# What to do
- a) In the Leica TL2 review below, what does the writer credit, at least in part, for the camera taking really great images? Answer in one to three sentences.
- b) Sum up the Leica TL2 review below in two sentences.

# Source passage
┌────────

When the Leica TL2 was offered to me for review, I was a bit on the fence about it. Though I had only spent brief periods of time with it in the past, I genuinely thought of it as something like the Canon Rebel of mirrorless cameras in the Leica lineup. But in truth, I was very wrong. The Leica TL2 is a mirrorless camera designed for rich enthusiasts. I wouldn’t do a job with it, even though I can, due to its quality. But what’s most amazing about the camera is not only its build quality, but the fact that it takes really great images. Part of this is thanks to the fantastic Leica lenses for the system. When you hold the Leica TL2, you begin to realize it is a piece of kit that really shouldn’t be discounted at all.

└────────

# Supplied material
┌────────

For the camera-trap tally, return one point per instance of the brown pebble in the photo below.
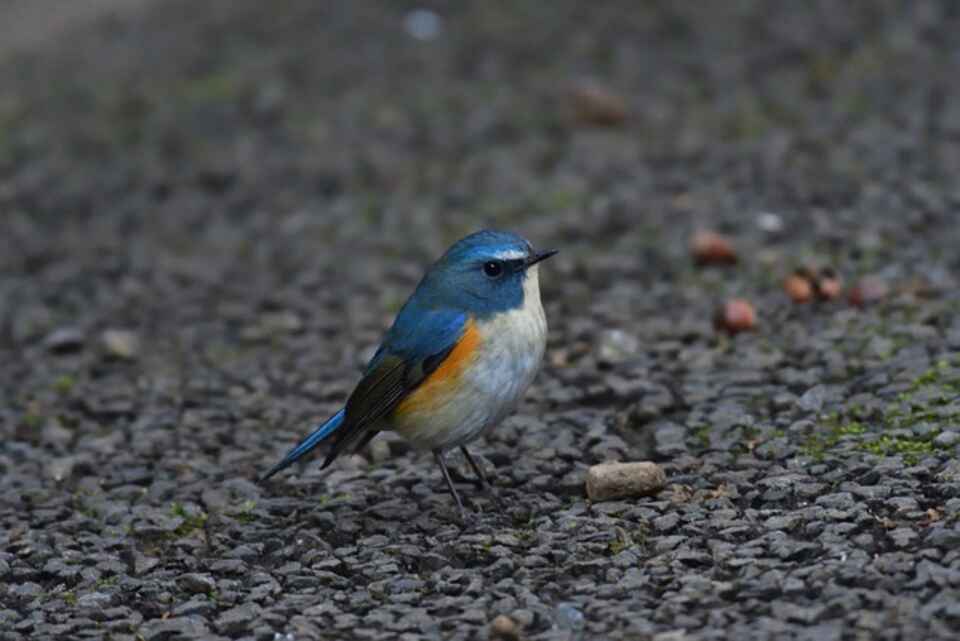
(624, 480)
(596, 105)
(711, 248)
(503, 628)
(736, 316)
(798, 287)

└────────
┌────────

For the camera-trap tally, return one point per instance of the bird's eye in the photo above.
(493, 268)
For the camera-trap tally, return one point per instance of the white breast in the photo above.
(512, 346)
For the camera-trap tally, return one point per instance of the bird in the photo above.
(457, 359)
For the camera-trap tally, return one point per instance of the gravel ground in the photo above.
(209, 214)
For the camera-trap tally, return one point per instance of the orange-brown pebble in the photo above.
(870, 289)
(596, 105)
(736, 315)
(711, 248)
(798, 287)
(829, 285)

└────────

# Task answers
- a) The writer credits the fantastic Leica lenses made for the system. The review says this is part of why the TL2 takes really great images.

- b) The writer was at first unsure about the Leica TL2, having thought of it as something like the Canon Rebel of Leica's mirrorless lineup, but found that view very wrong and now calls it a mirrorless camera designed for rich enthusiasts. Its build quality and its really great images, helped by Leica's fantastic lenses, lead the writer to say it shouldn't be discounted at all.